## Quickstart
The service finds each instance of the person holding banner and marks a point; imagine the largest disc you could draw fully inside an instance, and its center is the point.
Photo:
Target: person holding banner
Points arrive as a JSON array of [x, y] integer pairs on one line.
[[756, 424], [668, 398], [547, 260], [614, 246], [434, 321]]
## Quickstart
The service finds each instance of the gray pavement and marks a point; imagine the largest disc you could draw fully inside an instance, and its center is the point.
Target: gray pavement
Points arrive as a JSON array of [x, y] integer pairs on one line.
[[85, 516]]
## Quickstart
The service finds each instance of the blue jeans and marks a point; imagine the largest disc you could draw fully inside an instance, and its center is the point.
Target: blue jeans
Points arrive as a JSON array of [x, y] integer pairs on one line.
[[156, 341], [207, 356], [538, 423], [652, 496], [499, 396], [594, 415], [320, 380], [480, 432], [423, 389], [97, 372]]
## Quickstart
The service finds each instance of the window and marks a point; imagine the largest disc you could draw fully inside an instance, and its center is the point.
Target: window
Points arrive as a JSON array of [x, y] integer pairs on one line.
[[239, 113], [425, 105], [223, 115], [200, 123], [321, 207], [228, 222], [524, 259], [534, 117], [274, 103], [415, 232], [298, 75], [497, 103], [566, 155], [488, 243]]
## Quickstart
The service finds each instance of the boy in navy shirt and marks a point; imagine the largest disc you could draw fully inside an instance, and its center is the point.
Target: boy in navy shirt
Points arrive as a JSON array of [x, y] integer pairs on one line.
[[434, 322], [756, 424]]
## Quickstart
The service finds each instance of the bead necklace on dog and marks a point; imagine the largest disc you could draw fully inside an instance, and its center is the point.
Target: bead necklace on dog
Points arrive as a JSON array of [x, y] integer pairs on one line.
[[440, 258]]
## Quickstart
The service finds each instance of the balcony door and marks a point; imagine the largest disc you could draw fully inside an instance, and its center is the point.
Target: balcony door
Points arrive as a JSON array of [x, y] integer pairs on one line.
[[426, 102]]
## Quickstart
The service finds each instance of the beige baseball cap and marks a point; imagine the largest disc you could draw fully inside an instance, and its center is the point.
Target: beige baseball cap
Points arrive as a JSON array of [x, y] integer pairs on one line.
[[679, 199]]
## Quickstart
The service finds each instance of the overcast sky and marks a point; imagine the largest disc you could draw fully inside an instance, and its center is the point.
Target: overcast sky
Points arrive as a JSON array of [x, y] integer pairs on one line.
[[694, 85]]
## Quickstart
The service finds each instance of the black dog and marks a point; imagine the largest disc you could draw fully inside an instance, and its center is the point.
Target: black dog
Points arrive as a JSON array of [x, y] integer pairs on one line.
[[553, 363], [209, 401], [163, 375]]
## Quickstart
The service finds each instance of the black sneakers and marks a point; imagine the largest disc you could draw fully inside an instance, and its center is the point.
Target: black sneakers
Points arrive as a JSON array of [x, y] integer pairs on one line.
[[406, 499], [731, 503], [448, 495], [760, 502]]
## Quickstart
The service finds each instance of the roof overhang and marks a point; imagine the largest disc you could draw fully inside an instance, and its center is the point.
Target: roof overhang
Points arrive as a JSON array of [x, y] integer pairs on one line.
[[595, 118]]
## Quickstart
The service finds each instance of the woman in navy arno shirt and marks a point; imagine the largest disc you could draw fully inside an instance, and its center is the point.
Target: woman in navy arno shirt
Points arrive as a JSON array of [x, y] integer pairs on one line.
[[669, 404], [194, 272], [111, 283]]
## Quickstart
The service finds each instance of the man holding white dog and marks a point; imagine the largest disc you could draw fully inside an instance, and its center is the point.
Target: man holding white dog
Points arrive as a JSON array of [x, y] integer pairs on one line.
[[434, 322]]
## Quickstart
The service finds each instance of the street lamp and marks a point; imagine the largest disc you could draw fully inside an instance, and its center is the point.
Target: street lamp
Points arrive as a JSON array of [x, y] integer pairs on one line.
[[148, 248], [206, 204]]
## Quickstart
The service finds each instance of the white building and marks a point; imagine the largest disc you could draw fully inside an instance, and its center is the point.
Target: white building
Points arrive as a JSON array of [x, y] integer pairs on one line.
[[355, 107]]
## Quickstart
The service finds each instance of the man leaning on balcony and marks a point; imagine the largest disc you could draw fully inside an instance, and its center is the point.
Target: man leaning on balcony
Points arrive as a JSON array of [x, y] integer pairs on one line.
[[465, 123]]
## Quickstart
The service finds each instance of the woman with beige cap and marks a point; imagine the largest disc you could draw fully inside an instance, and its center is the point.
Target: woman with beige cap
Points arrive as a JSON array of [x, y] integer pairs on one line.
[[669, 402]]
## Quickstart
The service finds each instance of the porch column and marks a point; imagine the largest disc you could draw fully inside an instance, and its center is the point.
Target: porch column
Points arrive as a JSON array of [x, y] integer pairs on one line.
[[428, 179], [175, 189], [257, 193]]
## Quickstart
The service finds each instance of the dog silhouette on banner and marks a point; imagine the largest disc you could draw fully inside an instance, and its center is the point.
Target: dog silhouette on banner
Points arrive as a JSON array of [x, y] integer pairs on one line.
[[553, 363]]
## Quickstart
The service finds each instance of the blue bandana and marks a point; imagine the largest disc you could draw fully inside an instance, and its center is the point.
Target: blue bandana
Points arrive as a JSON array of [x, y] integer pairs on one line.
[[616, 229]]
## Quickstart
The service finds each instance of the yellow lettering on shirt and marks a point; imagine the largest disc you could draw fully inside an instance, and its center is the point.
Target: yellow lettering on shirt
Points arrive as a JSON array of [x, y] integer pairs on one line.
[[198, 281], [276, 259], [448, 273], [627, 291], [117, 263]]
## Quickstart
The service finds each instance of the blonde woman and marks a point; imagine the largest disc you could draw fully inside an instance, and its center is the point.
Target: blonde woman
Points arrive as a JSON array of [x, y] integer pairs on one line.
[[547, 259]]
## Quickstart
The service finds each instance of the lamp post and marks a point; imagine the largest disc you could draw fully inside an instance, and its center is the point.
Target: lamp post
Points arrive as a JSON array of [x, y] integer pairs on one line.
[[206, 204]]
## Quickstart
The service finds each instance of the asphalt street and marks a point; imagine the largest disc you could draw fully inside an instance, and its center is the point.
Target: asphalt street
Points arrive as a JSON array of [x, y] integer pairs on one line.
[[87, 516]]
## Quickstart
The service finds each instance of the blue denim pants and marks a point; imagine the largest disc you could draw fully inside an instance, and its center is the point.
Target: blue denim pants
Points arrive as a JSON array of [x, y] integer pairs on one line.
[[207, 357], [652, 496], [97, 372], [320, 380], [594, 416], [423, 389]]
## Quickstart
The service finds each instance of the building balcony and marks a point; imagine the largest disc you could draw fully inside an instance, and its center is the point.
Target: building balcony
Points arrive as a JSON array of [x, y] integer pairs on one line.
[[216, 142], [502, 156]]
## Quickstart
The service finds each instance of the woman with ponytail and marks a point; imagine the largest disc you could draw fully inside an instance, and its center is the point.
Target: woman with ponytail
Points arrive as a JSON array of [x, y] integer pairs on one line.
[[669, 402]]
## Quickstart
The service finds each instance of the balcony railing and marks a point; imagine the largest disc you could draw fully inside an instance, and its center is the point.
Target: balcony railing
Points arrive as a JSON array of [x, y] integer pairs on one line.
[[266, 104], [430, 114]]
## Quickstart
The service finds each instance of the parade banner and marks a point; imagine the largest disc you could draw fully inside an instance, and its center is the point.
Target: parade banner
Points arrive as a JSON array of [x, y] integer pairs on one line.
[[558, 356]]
━━━━━━━━━━━━━━━━━━━━━━━━━━━━━━
** Set problem **
Write out every entry above, word for word.

** Task answer **
## Quickstart
The service finds each instance of the person holding banner and marks a point; imagine the largest disc you could draw fully inside an instance, and its center is the point.
Photo:
Target: person holding banner
Points arrive as a JSON array of [x, y] integer pairs on one line.
[[756, 424], [668, 398], [547, 260], [614, 246], [434, 321]]
## Quickstart
The service finds each instance of the gray pavement and marks a point; imagine the largest disc you could draw fully inside an instance, and its center is the point.
Target: gray pavement
Points arrive as a JSON array of [x, y] integer pairs on one line.
[[85, 516]]
## Quickstart
The service finds each instance of the blue jeans and marks a point; imagine the largest disc you could draw fully inside an instance, and its center is the point.
Target: blue jeans
Points arrive as a JSON array of [x, y] integer pairs on one line.
[[156, 341], [207, 356], [538, 423], [652, 496], [499, 396], [594, 415], [320, 380], [480, 432], [423, 389], [97, 372]]
## Quickstart
The service finds each instance of the window and marks a point; imagine the largest disc you could draw fully inside an instance, and its center is the point.
Target: window
Points arrive as a JSON array of [x, y] integer pairs on one line.
[[239, 113], [425, 105], [223, 115], [200, 123], [321, 207], [228, 222], [524, 259], [534, 117], [274, 103], [415, 232], [298, 75], [497, 103], [566, 155], [488, 243]]
## Quickstart
The service finds each instance of the boy in navy shirt and marks a point; imagine the largest disc you could draw fully inside an instance, and its center is the point.
Target: boy in navy shirt
Points arrive as a JSON array of [x, y] integer pairs on one line.
[[434, 322], [756, 424]]
## Quickstart
The service finds each instance of the bead necklace on dog and marks a point; imagine the largest disc you could draw fully inside an instance, and its center is the point.
Target: bead necklace on dog
Points arrive as a JSON array of [x, y] integer pairs on one line.
[[440, 258]]
## Quickstart
The service finds each instance of the balcony door and marks a point; imagine the largest disc you could draw fully inside an instance, and its center is the point.
Target: balcony door
Points arrive as a JSON array of [x, y] integer pairs on one line.
[[426, 102]]
## Quickstart
The service finds each instance of the beige baseball cap and marks a point; imagine the largest disc you could draw fully inside an instance, and its center is the point.
Target: beige baseball cap
Points arrive as a JSON array of [x, y] integer pairs on one line.
[[679, 199]]
## Quickstart
The service finds each instance of the overcast sky and marks a point; imagine the largest disc you could draw fully inside an instance, and its center is the point.
Target: overcast sky
Points arrive as a JSON array of [x, y] integer pairs on one line.
[[694, 85]]
## Quickstart
The service finds each instance of the black dog and marks a point; imagine the largest disc you could draw fully inside an instance, and its center is the point.
Target: black dog
Points arrive as a JSON array of [x, y] integer pairs on one line.
[[553, 363], [209, 401], [163, 375]]
## Quickstart
The service finds each instance of the black sneakers and marks a point; imagine the largest disc you could draw fully inside an instance, and its center is the point.
Target: black sneakers
Points arrive as a JSON array of [x, y] integer pairs on one line.
[[406, 499], [731, 503], [448, 495], [760, 502]]
## Quickstart
The service finds each instance of the roof overhang and marks a point; imagine the largest disc you could draw fully inside an instance, and its center is the point.
Target: roof overhang
Points arrive as a JSON array of [x, y] integer pairs on one line.
[[595, 118]]
## Quickstart
The service finds each instance of the woman in navy arno shirt and marks a point; imagine the largest disc you could draw fully inside an instance, and its center is the point.
Target: woman in navy arno shirt
Points arrive as a JSON array of [x, y] integer pairs on one line.
[[669, 404], [194, 272], [111, 283]]
## Quickstart
The service finds each instance of the man holding white dog and marks a point; imagine the largest disc you could draw fully inside an instance, and its center is the point.
Target: man holding white dog
Points arrive as a JSON array of [x, y] integer pairs on one line.
[[434, 322]]
## Quickstart
The service finds each instance of the street lamp and marks a point; imagine the largest disc you could draw fully inside an instance, and its center is the point.
Target: street lamp
Points arrive as a JSON array of [x, y] integer pairs on one line.
[[148, 248], [206, 204]]
## Quickstart
The service finds each instance of the white building and marks a point; imagine the largest disc you could draw fully inside an instance, and its center is the point.
Target: white building
Points arrive as a JSON array of [x, y] integer pairs on one line.
[[355, 107]]
## Quickstart
The service finds each instance of the man leaning on balcony and marks a point; imagine the largest disc you could draw fully inside an instance, and its center is the point.
Target: man leaning on balcony
Points arrive as a JSON array of [x, y] integer pairs on one line.
[[465, 123]]
## Quickstart
The service finds each instance of the woman with beige cap and marks a point; imagine the largest disc you could draw fully inside an instance, and its center is the point.
Target: woman with beige cap
Points arrive as a JSON array of [x, y] integer pairs on one line.
[[669, 402]]
## Quickstart
The service finds each instance of the porch column and marks a point; imagine the largest disc you could draw fully inside an instance, and its center is the point.
Target: porch column
Points arrive as a JSON array of [x, y] integer pairs on one line.
[[428, 179], [175, 189], [257, 193]]
## Quickstart
The service finds each instance of the dog silhouette on banner and marks a point; imagine the largest disc you could draw fully inside an instance, and its center is the point.
Target: dog silhouette on banner
Points arrive as a JSON array of [x, y] integer pairs on one line.
[[553, 363]]
## Quickstart
The service finds each instance of the blue bandana and marks a point; imagine the largest disc you could draw fully inside an instance, and its center is the point.
Target: blue bandana
Points arrive as a JSON array of [x, y] integer pairs on one line.
[[616, 229]]
## Quickstart
The service finds each instance of the yellow lettering on shirt and marks a point; imagine the largest disc you could draw fully inside an instance, and its center is the point.
Target: yellow lettering on shirt
Points arrive as a JSON array of [x, y] integer pairs on one line.
[[198, 281], [276, 259], [448, 273], [627, 291], [117, 263]]
## Quickstart
The service finds each instance of the blonde woman and marks a point; imagine the largest disc you could draw fully inside an instance, and its center is the point.
Target: blonde woman
Points arrive as a JSON array of [x, y] integer pairs on one line.
[[547, 259]]
## Quickstart
The service finds each instance of the lamp post and marks a point; imagine the largest disc you could draw fully inside an instance, and its center is the point.
Target: lamp post
Points arrive as a JSON array of [x, y] integer pairs on one line.
[[206, 204]]
## Quickstart
The service finds each instance of the asphalt street and marks a point; imagine the largest disc you could draw fully inside an instance, and its center is the point.
Target: asphalt street
Points arrive as a JSON array of [x, y] integer pairs on one line.
[[87, 516]]
## Quickstart
The service finds each instance of the blue denim pants and marks a point; imagine the largest disc you could draw fully inside an instance, and its center is the point.
Target: blue denim pants
Points arrive as a JSON array of [x, y] integer pairs on one line.
[[207, 357], [652, 496], [97, 372], [320, 380], [594, 416], [423, 389]]
## Quickstart
The service finds each instance of the building balcony and marks a point; imagine the largest disc you could draw fully inside an instance, and its center is the point.
Target: building balcony
Points arrive as a JSON array of [x, y] integer pairs on one line.
[[216, 142], [502, 156]]
## Quickstart
The service finds each instance of the woman with ponytail and marks a point; imagine the largest disc you could draw fully inside an instance, and its center is the point.
Target: woman with ponytail
Points arrive as a JSON array of [x, y] integer pairs on one line.
[[669, 402]]
## Quickstart
The service finds each instance of the balcony railing and marks a point; imagine the largest disc you could draw fully inside an instance, and its center is the point.
Target: balcony railing
Points arrive as a JSON array of [x, y] integer pairs on one line.
[[266, 104], [430, 114]]
## Quickstart
The service finds each instance of the parade banner and marks a point; imagine the largest disc you could draw fully inside an instance, and its center is the point.
Target: parade banner
Points arrive as a JSON array of [x, y] integer pairs on one line.
[[558, 356]]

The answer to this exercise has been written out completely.